Exercise requirements:
Pick out and copy each line of the records below that contains the string "wood". Matching is case-sensitive.

[Part of a data file]
▶

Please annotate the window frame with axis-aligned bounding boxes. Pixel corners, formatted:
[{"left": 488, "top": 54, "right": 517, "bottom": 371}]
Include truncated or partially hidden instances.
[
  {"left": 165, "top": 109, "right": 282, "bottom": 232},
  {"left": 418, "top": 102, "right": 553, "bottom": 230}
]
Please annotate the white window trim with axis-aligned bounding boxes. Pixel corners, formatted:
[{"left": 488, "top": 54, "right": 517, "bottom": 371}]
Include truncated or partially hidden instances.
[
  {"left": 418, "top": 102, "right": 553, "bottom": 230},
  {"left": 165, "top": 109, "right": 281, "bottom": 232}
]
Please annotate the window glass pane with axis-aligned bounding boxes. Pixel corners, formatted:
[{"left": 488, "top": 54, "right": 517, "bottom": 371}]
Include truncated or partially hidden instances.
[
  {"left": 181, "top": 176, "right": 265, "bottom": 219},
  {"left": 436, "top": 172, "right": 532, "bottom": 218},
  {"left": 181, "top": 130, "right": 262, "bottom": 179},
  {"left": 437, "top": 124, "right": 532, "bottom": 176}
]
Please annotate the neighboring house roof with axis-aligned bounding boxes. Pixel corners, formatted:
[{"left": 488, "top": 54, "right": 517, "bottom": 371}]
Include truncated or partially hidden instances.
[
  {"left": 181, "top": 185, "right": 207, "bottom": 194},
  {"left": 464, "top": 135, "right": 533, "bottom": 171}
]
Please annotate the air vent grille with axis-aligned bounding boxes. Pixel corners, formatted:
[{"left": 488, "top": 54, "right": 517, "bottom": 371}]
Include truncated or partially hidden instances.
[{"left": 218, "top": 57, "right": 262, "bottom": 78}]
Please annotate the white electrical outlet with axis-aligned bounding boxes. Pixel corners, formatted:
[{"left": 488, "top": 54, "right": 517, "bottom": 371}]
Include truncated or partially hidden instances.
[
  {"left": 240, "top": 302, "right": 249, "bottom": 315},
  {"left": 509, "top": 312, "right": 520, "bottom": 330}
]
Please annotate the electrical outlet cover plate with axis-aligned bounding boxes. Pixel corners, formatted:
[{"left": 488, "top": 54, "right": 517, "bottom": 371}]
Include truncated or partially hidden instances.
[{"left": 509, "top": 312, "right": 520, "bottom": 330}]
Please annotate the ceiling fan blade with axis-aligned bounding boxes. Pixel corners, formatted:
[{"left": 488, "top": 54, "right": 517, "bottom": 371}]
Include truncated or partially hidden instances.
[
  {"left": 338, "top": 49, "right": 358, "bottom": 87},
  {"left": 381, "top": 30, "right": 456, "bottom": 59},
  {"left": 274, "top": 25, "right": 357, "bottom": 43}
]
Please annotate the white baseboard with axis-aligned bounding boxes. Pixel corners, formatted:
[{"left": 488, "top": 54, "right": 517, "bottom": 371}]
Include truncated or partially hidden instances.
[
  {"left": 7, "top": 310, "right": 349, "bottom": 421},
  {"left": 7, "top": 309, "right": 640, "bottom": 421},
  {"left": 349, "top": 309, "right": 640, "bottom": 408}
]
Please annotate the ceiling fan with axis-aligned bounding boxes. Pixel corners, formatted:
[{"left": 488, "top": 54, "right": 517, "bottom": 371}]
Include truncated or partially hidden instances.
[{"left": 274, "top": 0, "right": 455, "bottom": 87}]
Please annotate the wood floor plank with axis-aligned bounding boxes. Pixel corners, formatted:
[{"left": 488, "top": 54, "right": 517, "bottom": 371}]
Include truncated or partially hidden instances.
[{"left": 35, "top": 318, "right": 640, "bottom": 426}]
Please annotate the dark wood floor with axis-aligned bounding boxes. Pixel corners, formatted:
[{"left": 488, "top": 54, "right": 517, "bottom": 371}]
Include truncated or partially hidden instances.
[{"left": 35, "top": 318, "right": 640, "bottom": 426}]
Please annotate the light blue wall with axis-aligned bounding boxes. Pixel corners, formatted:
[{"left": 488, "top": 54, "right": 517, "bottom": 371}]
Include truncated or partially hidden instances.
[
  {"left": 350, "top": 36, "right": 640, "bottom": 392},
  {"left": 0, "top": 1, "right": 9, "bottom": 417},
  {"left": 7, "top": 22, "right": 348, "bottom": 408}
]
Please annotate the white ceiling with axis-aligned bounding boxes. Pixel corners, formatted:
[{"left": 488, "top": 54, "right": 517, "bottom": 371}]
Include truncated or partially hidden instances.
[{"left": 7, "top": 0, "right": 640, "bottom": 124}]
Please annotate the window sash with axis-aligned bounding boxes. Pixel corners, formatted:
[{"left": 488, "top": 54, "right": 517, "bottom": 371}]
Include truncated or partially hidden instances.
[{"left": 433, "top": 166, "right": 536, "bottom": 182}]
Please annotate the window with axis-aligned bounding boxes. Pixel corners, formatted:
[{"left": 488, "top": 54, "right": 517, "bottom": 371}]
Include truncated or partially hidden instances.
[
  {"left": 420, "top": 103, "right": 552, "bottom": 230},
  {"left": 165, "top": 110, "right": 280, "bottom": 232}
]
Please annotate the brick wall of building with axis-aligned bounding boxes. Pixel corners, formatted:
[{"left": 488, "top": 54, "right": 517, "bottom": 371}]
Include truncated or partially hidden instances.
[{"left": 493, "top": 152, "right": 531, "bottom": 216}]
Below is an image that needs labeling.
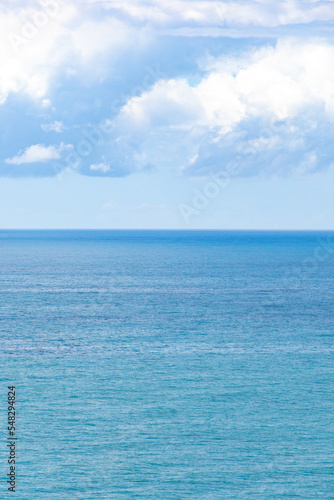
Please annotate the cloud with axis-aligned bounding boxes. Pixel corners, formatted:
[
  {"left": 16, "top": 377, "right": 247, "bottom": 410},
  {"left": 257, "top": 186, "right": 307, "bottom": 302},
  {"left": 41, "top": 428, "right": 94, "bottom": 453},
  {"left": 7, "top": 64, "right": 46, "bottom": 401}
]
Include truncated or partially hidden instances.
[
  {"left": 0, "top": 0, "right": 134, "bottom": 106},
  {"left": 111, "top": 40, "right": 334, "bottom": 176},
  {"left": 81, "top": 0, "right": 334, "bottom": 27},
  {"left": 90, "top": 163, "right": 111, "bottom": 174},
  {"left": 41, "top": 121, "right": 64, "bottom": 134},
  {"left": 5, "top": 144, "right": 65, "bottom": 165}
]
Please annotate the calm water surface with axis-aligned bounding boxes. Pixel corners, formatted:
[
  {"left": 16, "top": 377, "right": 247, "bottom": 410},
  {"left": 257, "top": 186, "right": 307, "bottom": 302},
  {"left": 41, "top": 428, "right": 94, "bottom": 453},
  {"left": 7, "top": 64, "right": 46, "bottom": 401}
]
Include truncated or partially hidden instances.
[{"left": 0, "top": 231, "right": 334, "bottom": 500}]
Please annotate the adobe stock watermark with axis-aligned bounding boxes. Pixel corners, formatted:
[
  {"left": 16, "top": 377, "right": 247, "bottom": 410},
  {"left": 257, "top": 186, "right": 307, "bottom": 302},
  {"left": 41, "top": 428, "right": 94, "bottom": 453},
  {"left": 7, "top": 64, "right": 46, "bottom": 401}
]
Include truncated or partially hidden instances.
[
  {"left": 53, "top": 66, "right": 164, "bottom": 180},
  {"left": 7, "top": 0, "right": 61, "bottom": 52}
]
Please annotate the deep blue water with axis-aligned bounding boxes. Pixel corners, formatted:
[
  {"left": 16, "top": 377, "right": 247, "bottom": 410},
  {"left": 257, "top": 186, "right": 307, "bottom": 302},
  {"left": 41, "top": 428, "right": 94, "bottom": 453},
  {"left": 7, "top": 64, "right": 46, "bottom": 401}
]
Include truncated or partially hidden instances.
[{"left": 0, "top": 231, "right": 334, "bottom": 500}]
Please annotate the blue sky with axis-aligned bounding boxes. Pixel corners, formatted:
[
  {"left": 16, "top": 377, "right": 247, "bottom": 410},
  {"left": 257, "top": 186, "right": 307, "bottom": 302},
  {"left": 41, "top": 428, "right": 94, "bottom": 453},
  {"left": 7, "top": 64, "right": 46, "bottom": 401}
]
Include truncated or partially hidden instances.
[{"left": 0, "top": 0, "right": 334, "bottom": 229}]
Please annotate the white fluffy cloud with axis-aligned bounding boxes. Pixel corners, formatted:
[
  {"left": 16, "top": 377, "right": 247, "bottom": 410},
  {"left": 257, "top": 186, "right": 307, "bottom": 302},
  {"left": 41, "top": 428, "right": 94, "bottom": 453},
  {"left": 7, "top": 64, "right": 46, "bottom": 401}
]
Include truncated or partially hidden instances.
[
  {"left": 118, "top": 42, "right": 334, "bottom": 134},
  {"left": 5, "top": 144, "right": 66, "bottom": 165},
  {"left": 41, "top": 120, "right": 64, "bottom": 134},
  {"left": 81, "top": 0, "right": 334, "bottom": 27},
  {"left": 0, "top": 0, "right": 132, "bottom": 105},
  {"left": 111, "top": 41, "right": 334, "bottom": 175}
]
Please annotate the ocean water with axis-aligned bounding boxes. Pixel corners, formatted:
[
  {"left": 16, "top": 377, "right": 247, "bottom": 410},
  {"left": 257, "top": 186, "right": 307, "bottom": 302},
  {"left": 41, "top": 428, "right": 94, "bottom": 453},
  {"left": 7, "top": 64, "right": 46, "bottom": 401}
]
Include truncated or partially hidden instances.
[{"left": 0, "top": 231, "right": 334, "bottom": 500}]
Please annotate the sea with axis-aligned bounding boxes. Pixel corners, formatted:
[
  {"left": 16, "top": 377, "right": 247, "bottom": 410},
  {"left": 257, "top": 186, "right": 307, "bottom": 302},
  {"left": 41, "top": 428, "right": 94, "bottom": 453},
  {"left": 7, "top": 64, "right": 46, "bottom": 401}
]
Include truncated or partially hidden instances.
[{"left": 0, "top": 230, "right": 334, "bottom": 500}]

◀

Correct result:
Please annotate the wood floor plank with axis-aligned bounding boxes. Pixel corners, formatted:
Please annotate the dark wood floor with axis-aligned bounding boxes. Pixel corners, formatted:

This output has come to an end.